# [REQUIREMENT]
The records that follow should be retyped word for word.

Start of Block

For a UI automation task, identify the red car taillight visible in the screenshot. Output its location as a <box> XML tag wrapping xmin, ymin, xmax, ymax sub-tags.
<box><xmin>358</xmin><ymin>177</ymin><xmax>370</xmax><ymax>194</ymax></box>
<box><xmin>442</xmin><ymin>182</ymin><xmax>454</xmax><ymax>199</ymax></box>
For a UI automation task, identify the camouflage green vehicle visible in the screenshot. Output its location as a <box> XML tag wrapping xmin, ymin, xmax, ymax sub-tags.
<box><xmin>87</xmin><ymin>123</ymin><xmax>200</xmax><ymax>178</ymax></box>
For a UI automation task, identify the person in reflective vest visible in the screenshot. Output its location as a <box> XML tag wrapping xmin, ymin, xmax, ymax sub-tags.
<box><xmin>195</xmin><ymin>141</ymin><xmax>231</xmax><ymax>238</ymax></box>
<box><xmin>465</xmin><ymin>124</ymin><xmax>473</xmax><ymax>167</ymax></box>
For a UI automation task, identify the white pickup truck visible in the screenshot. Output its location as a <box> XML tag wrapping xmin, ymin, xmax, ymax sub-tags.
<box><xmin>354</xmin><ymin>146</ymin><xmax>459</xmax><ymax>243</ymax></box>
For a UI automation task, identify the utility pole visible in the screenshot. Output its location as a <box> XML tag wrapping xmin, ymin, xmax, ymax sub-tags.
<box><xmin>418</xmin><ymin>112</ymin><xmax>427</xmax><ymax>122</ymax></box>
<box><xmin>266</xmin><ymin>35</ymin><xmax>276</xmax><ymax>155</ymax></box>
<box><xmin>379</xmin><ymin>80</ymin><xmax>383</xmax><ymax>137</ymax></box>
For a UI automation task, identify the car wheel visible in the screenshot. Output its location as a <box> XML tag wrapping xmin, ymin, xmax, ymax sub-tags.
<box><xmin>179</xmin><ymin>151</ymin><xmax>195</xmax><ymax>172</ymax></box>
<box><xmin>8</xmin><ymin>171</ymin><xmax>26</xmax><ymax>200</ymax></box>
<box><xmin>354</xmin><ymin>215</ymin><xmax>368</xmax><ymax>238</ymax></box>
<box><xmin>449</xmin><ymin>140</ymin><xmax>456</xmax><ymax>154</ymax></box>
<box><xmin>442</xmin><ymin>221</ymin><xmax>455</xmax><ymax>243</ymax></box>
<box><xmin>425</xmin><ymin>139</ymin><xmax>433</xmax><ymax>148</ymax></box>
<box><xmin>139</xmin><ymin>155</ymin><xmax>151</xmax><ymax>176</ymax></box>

End of Block

# [REPLY]
For a UI automation task, identify the red car taillight visible in the screenshot. Output its location as a <box> XML tag wrapping xmin, ymin, xmax, ymax sub-tags.
<box><xmin>358</xmin><ymin>177</ymin><xmax>370</xmax><ymax>194</ymax></box>
<box><xmin>442</xmin><ymin>182</ymin><xmax>454</xmax><ymax>199</ymax></box>
For a UI automation task, identify the camouflage green vehicle visible in the screenshot. Output its location as a <box> XML tag wrapping xmin, ymin, xmax, ymax sub-tags.
<box><xmin>87</xmin><ymin>123</ymin><xmax>200</xmax><ymax>178</ymax></box>
For a UI automation task, identify the person in reflective vest visible in the screenshot. Output its location as a <box> XML tag wrapping xmin, ymin, xmax, ymax sub-tags.
<box><xmin>195</xmin><ymin>141</ymin><xmax>231</xmax><ymax>238</ymax></box>
<box><xmin>465</xmin><ymin>124</ymin><xmax>473</xmax><ymax>167</ymax></box>
For a UI automation task, identify the white pickup truck visible in the screenshot. Output its location as a <box> XML tag wrapping xmin, ymin, xmax, ymax sub-tags.
<box><xmin>354</xmin><ymin>146</ymin><xmax>459</xmax><ymax>243</ymax></box>
For a UI automation task, identify the utility pole visible in the screenshot. Output its location as a <box> XML tag wrapping xmin, ymin, xmax, ymax sub-tags.
<box><xmin>418</xmin><ymin>112</ymin><xmax>427</xmax><ymax>122</ymax></box>
<box><xmin>266</xmin><ymin>35</ymin><xmax>276</xmax><ymax>155</ymax></box>
<box><xmin>379</xmin><ymin>80</ymin><xmax>383</xmax><ymax>137</ymax></box>
For a UI automation task, identify the car wheel visible in the screenshot. Output its location as a <box> XML tag wrapping xmin, ymin, xmax, ymax sub-tags.
<box><xmin>179</xmin><ymin>151</ymin><xmax>195</xmax><ymax>172</ymax></box>
<box><xmin>8</xmin><ymin>171</ymin><xmax>26</xmax><ymax>200</ymax></box>
<box><xmin>354</xmin><ymin>215</ymin><xmax>368</xmax><ymax>238</ymax></box>
<box><xmin>449</xmin><ymin>140</ymin><xmax>456</xmax><ymax>154</ymax></box>
<box><xmin>442</xmin><ymin>221</ymin><xmax>455</xmax><ymax>243</ymax></box>
<box><xmin>425</xmin><ymin>139</ymin><xmax>433</xmax><ymax>148</ymax></box>
<box><xmin>139</xmin><ymin>155</ymin><xmax>151</xmax><ymax>176</ymax></box>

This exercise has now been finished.